** Bloco de texto **
Para Karam, sobretudo no primeiro turno das eleições, a mídia aproveitou muitos momentos para denunciar o governo, ‘não num campo próprio de apuração, de investigação com métodos jornalísticos, mas quase como uma salvaguarda da campanha anti-Lula’, avalia. Ele cita o exemplo da revista Veja, que ‘abandonou muitos princípios e fundamentos da atividade profissional jornalística, transformando suas matérias em campanha publicitária, sem informação, sem fontes e sem comprovação’. Karam considera que houve várias coberturas corretas sobre escândalos de desvios e fraudes. Entretanto, diz, o comportamento é notoriamente diferente ao que a mídia teve em relação ao Fernando Henrique Cardoso, quando foi denunciado, por exemplo, que houve desvio nas privatizações, mas não houve apuração. O que houve, agora?


O jornalista Paulo Henrique Amorim, que se mostrou nos últimos meses um dos colunistas mais críticos sobre a abordagem da grande mídia na cobertura dessas eleições no Brasil, afirmou no seminário ‘A mídia nas eleições 2006’, realizado em dezembro, na Câmara dos Deputados, que todos os jornais (brasileiros) foram e são contra o presidente Lula, assim como todas as revistas (com exceção da CartaCapital), todas as rádios, com exceção das rádios comunitárias. ‘E uma rede de TV, líder de audiência, a Rede Globo de Televisão, que mistura informação com opinião levou as eleições para o segundo turno ao mostrar a foto do dinheiro que seria usado para comprar o dossiê e o lugar vazio de Lula no debate’. Amorim considera central a discussão sobre a democratização da comunicação na questão brasileira e destacou a importância da mídia alternativa neste processo. ‘Acho que é uma revolução importante. E que nós devemos lutar, como jornalistas preocupados com a democratização e a facilidade de acesso aos meios de comunicação’, afirmou.

** Objetivo **
Dê prosseguimento ao texto sobre a cobertura da mídia nas eleições de 2006, a partir de onde ele termina. A listagem não tem qualquer papel neste trabalho.

** Listagem bruta **

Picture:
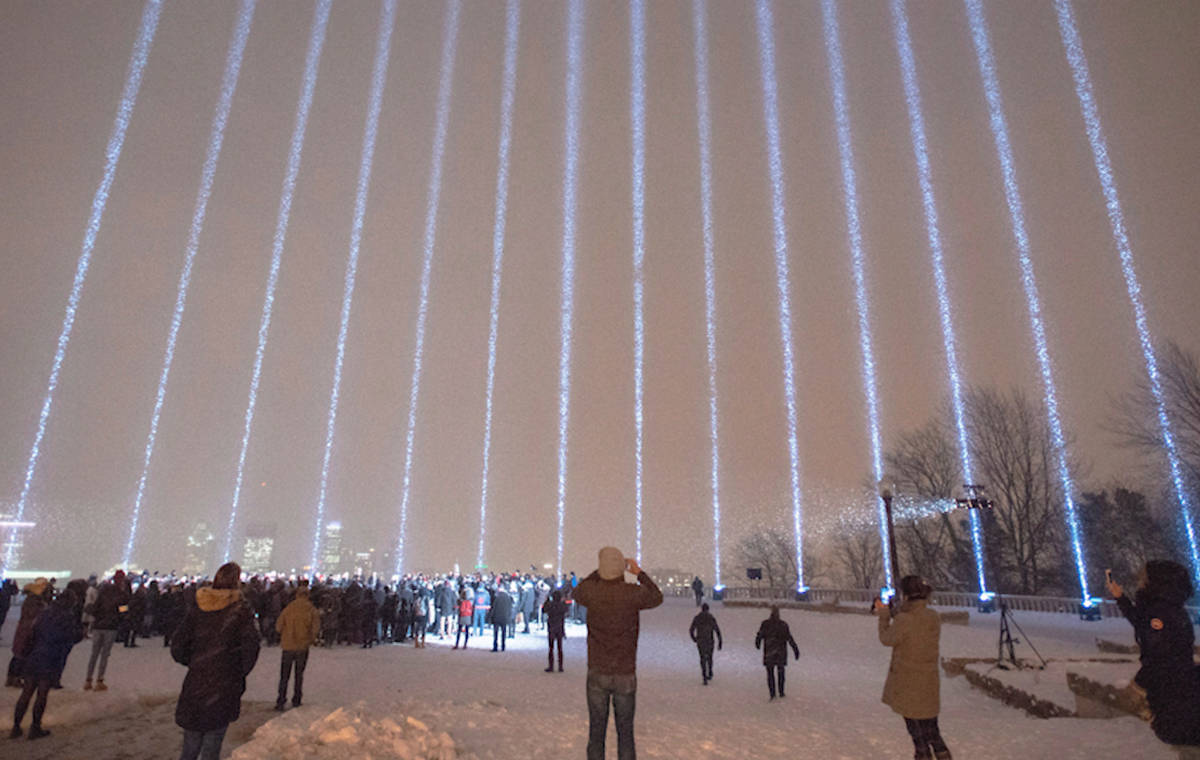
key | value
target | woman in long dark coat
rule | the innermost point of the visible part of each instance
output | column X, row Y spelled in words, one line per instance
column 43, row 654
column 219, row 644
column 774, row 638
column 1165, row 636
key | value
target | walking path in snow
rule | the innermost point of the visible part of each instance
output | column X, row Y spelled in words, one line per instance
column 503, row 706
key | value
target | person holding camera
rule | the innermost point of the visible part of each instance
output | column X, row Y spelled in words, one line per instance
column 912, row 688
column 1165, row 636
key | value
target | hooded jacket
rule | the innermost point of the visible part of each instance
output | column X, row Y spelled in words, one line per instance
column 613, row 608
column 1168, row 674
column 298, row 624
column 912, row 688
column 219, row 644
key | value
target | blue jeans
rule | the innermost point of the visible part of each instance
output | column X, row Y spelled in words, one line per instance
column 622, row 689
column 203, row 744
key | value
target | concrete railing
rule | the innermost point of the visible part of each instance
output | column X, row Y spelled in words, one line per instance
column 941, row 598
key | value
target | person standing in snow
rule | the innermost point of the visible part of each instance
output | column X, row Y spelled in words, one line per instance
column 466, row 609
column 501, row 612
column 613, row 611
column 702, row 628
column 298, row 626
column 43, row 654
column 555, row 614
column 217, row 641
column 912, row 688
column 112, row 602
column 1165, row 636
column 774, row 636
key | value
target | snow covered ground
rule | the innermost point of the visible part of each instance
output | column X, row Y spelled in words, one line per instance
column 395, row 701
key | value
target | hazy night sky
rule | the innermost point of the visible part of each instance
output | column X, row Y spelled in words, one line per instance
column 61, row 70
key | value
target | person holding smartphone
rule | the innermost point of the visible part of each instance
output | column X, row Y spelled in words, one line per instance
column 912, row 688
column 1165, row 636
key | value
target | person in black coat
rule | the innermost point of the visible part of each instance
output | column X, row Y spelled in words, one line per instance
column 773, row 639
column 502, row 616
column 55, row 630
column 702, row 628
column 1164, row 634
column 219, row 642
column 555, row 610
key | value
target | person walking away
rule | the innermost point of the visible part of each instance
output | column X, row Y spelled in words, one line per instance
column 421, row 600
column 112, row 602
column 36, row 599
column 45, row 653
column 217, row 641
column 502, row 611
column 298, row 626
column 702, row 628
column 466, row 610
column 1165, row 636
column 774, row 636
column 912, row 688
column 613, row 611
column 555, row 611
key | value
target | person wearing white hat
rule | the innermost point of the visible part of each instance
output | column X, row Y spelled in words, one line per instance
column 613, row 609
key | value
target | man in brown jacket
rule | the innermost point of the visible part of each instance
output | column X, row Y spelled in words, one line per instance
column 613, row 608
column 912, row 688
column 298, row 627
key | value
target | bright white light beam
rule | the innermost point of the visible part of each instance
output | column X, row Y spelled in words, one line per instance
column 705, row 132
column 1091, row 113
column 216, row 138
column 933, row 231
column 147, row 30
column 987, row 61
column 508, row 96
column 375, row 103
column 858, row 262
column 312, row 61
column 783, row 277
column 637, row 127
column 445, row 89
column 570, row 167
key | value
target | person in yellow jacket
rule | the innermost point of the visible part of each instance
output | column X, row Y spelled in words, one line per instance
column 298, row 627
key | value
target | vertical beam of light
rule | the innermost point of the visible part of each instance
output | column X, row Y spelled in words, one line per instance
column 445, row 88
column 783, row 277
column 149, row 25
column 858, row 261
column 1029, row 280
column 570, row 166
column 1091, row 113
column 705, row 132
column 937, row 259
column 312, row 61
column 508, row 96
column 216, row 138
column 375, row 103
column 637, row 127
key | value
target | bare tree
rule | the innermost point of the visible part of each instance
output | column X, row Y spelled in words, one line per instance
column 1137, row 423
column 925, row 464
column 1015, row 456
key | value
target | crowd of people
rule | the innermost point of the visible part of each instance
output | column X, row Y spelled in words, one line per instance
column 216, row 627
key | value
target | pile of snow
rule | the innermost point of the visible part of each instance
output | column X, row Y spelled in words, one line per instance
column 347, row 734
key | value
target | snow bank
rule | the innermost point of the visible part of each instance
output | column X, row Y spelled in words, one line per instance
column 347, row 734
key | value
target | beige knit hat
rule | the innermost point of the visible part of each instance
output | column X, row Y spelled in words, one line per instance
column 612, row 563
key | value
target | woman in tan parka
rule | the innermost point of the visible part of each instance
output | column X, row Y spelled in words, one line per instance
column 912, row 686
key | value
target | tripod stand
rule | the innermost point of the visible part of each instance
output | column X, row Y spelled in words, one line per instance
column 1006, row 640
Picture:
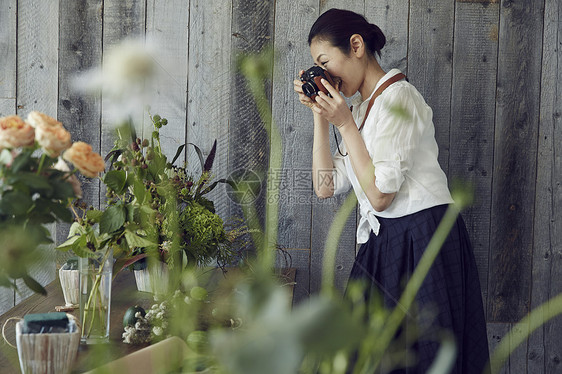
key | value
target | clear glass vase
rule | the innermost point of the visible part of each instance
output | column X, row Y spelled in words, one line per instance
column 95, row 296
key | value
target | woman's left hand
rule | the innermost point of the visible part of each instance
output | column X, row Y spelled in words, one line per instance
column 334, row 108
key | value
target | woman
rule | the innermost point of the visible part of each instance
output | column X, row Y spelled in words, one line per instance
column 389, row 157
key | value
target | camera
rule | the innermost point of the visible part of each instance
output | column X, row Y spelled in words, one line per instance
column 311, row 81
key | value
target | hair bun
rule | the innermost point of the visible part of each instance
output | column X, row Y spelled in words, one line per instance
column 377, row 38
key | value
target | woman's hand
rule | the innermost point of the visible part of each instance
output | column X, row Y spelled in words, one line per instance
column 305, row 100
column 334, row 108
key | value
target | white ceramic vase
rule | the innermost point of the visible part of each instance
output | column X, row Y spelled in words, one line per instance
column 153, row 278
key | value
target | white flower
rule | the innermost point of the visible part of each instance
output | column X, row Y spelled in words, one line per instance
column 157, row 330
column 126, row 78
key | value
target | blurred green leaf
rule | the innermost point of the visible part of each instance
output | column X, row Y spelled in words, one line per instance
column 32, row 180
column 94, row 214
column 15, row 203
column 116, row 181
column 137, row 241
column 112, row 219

* * *

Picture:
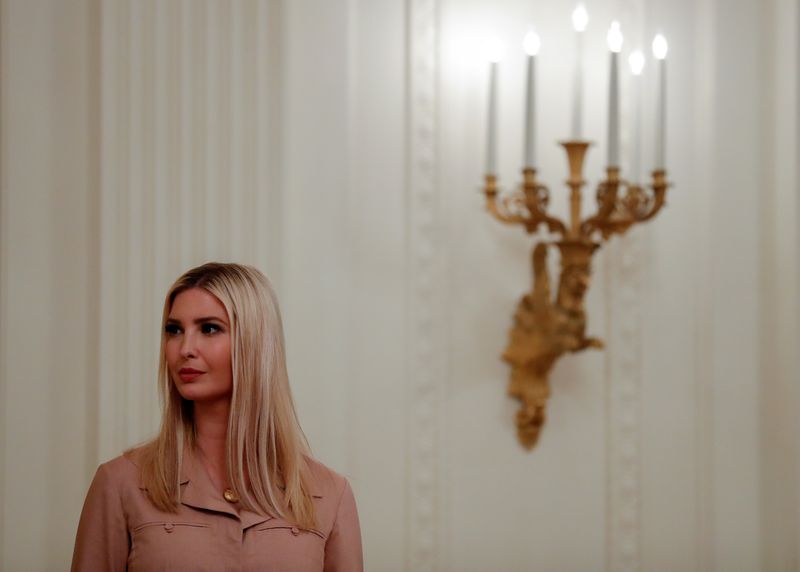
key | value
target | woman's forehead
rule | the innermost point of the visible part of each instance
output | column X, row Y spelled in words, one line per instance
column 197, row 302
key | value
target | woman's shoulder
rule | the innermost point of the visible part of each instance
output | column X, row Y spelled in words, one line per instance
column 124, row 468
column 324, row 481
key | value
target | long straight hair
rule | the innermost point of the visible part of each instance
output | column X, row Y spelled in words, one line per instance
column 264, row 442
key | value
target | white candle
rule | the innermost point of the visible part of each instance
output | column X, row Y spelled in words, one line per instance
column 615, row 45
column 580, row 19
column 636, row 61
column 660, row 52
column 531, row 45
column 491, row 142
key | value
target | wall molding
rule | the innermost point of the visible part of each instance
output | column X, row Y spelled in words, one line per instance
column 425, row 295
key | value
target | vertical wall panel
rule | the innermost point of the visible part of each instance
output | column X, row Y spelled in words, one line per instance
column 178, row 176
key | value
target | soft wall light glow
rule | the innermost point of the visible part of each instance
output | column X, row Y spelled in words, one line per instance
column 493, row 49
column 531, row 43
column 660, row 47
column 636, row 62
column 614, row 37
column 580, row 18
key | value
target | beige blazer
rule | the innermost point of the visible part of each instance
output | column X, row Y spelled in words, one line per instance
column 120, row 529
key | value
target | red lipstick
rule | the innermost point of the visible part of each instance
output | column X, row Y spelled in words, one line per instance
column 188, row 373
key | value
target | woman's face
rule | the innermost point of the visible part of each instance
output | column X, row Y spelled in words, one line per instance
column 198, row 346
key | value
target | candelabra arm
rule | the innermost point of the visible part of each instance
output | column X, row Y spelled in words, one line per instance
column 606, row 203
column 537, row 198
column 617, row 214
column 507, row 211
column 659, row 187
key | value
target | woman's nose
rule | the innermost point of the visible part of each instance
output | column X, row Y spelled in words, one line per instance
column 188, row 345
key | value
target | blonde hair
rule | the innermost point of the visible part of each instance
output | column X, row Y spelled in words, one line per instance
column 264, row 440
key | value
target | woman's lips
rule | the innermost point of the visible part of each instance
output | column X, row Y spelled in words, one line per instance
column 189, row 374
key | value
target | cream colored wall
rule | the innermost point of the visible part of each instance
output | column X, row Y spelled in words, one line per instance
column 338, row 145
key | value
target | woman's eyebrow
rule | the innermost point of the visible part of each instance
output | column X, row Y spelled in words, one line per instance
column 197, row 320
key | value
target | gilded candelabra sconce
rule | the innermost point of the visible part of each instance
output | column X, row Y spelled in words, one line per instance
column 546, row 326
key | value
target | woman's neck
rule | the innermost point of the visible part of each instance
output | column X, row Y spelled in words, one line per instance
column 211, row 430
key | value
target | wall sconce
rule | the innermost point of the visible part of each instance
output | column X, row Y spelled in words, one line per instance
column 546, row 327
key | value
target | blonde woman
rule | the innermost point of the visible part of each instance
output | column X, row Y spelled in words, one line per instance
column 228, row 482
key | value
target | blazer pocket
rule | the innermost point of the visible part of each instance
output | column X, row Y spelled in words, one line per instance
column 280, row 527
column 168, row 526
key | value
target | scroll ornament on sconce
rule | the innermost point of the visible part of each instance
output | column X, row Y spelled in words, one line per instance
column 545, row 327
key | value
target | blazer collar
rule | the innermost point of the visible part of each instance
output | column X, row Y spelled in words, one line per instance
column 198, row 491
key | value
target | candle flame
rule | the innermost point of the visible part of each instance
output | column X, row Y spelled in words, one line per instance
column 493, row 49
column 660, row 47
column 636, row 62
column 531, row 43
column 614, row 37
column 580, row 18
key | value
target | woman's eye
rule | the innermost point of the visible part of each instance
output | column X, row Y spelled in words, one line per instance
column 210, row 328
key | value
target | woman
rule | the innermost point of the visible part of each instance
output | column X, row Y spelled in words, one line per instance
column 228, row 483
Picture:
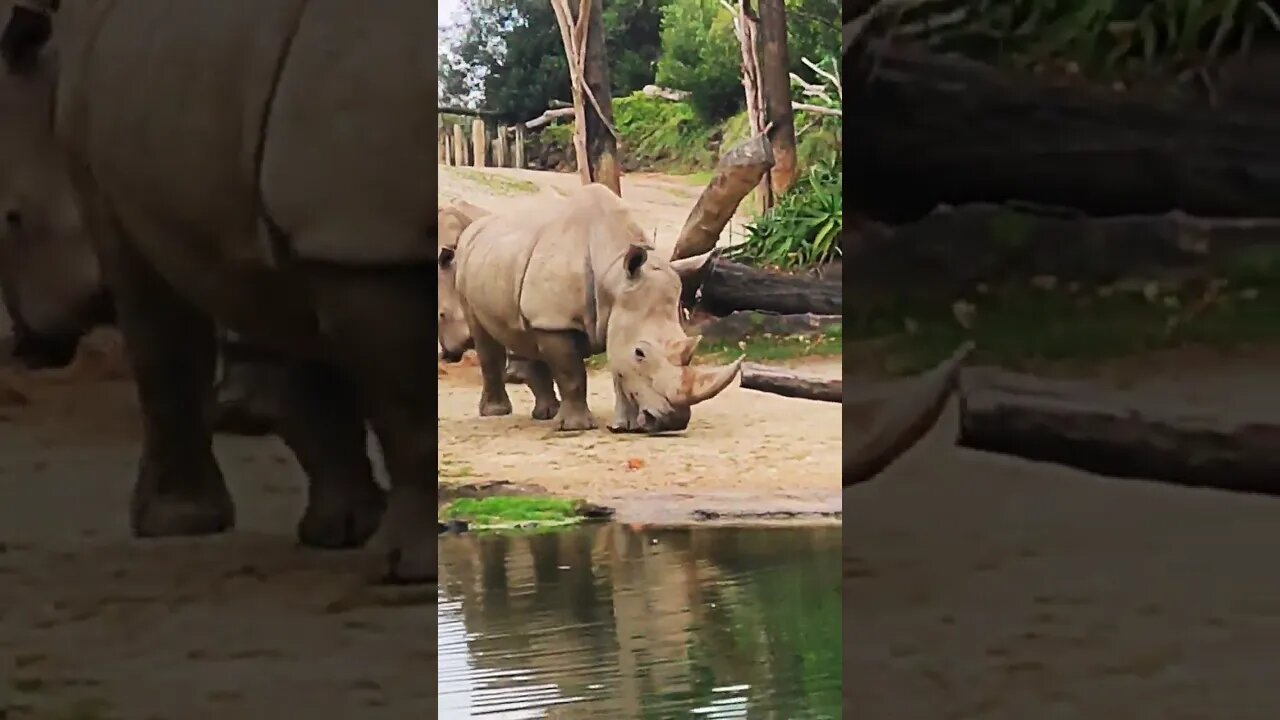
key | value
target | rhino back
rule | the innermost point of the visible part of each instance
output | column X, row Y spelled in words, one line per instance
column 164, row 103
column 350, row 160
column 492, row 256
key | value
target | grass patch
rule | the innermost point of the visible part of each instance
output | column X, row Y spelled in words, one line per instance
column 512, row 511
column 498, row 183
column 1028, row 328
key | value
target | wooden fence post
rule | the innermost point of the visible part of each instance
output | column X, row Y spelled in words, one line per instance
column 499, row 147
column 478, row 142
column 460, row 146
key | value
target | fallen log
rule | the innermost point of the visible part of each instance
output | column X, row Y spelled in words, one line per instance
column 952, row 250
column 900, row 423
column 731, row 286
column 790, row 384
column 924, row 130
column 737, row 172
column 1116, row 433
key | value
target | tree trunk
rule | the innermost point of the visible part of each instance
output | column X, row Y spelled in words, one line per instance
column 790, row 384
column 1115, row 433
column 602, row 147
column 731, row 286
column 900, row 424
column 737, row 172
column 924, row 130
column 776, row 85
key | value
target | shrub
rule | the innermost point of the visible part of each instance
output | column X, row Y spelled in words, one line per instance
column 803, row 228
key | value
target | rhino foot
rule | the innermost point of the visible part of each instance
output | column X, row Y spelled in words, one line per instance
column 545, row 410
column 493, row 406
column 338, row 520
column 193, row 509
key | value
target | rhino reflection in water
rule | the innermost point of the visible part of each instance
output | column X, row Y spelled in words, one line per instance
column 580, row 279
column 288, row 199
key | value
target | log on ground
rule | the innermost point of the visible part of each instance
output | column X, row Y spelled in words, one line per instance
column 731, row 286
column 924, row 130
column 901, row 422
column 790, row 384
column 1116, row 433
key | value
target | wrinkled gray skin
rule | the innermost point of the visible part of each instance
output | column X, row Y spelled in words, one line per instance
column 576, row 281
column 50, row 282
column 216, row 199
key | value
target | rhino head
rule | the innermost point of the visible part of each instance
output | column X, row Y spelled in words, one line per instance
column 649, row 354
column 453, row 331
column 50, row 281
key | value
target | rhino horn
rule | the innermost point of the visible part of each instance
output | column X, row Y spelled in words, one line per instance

** Resultado da tarefa **
No mesmo seminário, segundo boletim da Agência Câmara, o diretor de jornalismo do Sistema Brasileiro de Televisão (SBT), Luiz Gonzaga Mineiro, disse que a mídia perdeu o último pleito porque não garantiu cobertura à eleição do Parlamento, que era mais importante para o país, ficando focada na cobertura presidencial. Mineiro apontou outro erro da mídia em focar a cobertura na classe média: ‘Sonegou informações importantes sobre o que estava acontecendo com a classe baixa no País’ e, no dia seguinte à eleição, sofreu o desconforto com o resultado porque não conseguiu entender as razões para a reeleição do presidente Lula. O diretor do SBT também lembrou que, no fim de semana seguinte ao da eleição, as denúncias haviam desaparecido dos jornais. ‘Parecia que estávamos em outro país. Isso mostra que o que houve foi campanha’, acredita.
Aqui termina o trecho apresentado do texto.